:: Текст для чтения ::

В противоположность публично-публицистической раскованности, отечественный театр существует в такой себе изолированной стеклянной коробке: все видно, что творится вокруг, но, кажется, оно совсем не касается тех, кто разместился на своем театрально-художественном лежбище и играет в бесконечную сериальную жвачку...
Проект «Украинский театр за стеклом реальной жизни», наверное наиболее удачный среди всех осуществленных за последние годы. Тем более, что участие в нем принимает 70-80 % театров страны, приваживая зрителей всякими юморинами, ура-патриотичными постановками и текстами из школьной программы. Ответ на вопрос, почему это так, лежит в границах реализации определенной общегосударственной гуманитарной политики, а не выяснения отношений с тем или другим конкретным театральным деятелем. По крайней мере так это представляется после большого свидания с современным польским театром, благодаря XXIX Варшавским театральным встречам, которые вторично, после продолжительного перерыва, состоялись в столице Польши.
«Показ польского театра», как неофициально называлось это мероприятие длившиеся около месяца с участием театров из разных городов страны-соседки, завершался пятидневной насыщенной программой презентации лучших спектаклей польских режиссеров, при финансовой поддержке Варшавской городской власти, которая, очевидно, имеет не менее обязанностей и проблем, чем киевская. Тем не менее, эта роскошная презентация польского театрального искусства для зарубежных гостей — директоров фестивалей, режиссеров и театроведов, печатание огромного количества рекламной продукции, относительно деятельности польских театральных деятелей, почему-то, даже в кризисной экономической ситуации, считается нужной и актуальной.

:::
:: Выдержка из данных ::

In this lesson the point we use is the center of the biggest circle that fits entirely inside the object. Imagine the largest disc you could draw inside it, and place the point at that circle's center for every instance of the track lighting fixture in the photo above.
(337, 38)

:::

◆ **Необходимые действия**
A: Ответьте на вопросы по тексту о театре:
(i) Какой проект назван в тексте наиболее удачным среди осуществленных за последние годы?
(ii) Какая доля театров страны, согласно тексту, принимает в нем участие?
(iii) Чья финансовая поддержка упомянута в связи с программой презентации лучших спектаклей польских режиссеров?
B: Обновите фрагмент текста о театре: перепишите всё от «В противоположность публично-публицистической» до «бесконечную сериальную жвачку...», поставив «банке» вместо «коробке».

◆ **Список ответов**
A:
(i) Проект «Украинский театр за стеклом реальной жизни».
(ii) 70–80 % театров страны.
(iii) Варшавской городской власти.

B:
В противоположность публично-публицистической раскованности, отечественный театр существует в такой себе изолированной стеклянной банке: все видно, что творится вокруг, но, кажется, оно совсем не касается тех, кто разместился на своем театрально-художественном лежбище и играет в бесконечную сериальную жвачку...